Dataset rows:
•••••
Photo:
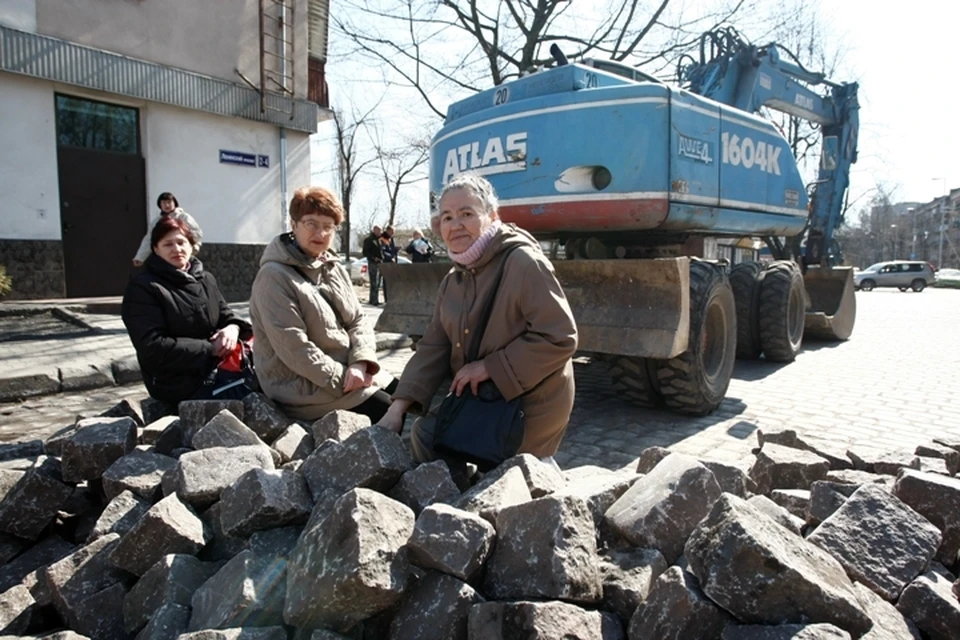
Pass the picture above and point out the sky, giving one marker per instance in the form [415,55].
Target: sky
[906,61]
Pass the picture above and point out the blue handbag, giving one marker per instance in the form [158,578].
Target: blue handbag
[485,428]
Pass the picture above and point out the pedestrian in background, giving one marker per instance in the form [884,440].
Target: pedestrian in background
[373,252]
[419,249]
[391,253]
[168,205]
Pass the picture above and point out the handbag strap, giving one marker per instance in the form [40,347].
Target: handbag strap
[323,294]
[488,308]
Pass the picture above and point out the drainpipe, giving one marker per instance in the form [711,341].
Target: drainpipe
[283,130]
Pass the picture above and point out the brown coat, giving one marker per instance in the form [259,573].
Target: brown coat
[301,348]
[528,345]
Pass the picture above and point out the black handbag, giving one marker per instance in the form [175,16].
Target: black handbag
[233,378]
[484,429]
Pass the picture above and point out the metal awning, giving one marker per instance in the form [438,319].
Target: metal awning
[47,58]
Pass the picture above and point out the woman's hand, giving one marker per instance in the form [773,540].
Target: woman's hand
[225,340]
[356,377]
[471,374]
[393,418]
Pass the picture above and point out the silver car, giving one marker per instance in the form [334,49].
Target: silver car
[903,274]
•••••
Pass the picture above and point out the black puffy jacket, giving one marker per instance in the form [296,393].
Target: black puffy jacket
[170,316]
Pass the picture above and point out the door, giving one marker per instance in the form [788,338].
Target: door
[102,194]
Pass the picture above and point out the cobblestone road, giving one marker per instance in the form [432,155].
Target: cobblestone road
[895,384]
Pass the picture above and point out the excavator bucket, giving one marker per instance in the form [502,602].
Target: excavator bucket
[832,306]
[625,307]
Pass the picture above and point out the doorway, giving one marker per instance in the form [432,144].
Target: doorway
•••••
• Your task: Please change each "marker" to "point" in the rows between the line containing "Pass the picture above and point out the black puffy" and the line containing "Target: doorway", inclusive. Return only those lines, with everything else left as it is.

• Response for this exercise:
Pass the picture above and point out the black puffy jacket, giving one point per instance in the form [296,393].
Target: black puffy jacket
[170,316]
Pass the picture above and point out the door, giving one point per instance in the form [788,338].
Target: door
[102,194]
Pass the picture above and point out the cobblestone road, giving one point per instance in the form [432,155].
Target: cobblestone road
[895,384]
Pass the picture above and point out the excavator bucket, giving one point per instance in the form [502,602].
Target: excavator bucket
[832,306]
[625,307]
Pass the picture above and point out the doorway, giving one point per instance in the form [432,144].
Target: doorway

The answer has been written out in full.